• _Lesetext_
***

Er mahnt seine Partei, den ordnungspolitischen Kompass nicht zu verlieren: Carsten Linnemann, Vorsitzende der Mittelstandsvereinigung der Union. Foto: dpa

Die Wirtschaftspolitiker in der Union verzweifeln am ordnungspolitischen Schlingerkurs der Bundesregierung. Aber sie gehen auch mit ihrer eigenen Partei hart ins Gericht.

Berlin - Wer will, mag darin ja einen gewissen Fortschritt erkennen: Am Dienstag in der Sitzung der Unionsfraktion im Bundestag herrschte endlich mal keine schlechte Laune wegen der Flüchtlingspolitik. Diesmal herrschte schlechte Laune wegen der bei den Parlamentariern unbeliebten Kaufprämie für Elektro-Autos. Besonders für die Mittelstandspolitiker der Union ist die Absicht der Bundesregierung, direkte Kaufzuschüsse für die motorisierten Leisetreter zu gewähren, ein Schlag in die Magengrube. Noch vor Wochen hatten deren Vertreter Stein und Bein geschworen, dass sich eine CDU-geführte Regierung niemals zu einem solchen Verstoß gegen die reine Lehre marktwirtschaftlicher Ordnungspolitik verstehen könnte. Heute muss man sagen: Doch, sie kann.

***

• _Angezeigte Daten_
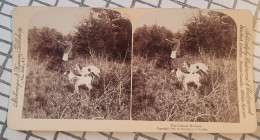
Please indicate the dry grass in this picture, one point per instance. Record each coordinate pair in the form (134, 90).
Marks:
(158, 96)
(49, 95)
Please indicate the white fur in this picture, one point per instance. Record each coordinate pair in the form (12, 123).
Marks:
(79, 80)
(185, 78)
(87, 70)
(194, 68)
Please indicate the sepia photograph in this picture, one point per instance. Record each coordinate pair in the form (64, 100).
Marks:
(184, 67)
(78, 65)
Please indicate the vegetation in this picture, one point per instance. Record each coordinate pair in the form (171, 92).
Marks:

***

• _Aufgabe_
Übersetzen Sie den Satz „Diesmal herrschte schlechte Laune wegen der bei den Parlamentariern unbeliebten Kaufprämie für Elektro-Autos.“ aus dem Lesetext ins Englische.

• _Antwort_
This time the bad mood was due to the purchase premium for electric cars, which is unpopular among the parliamentarians.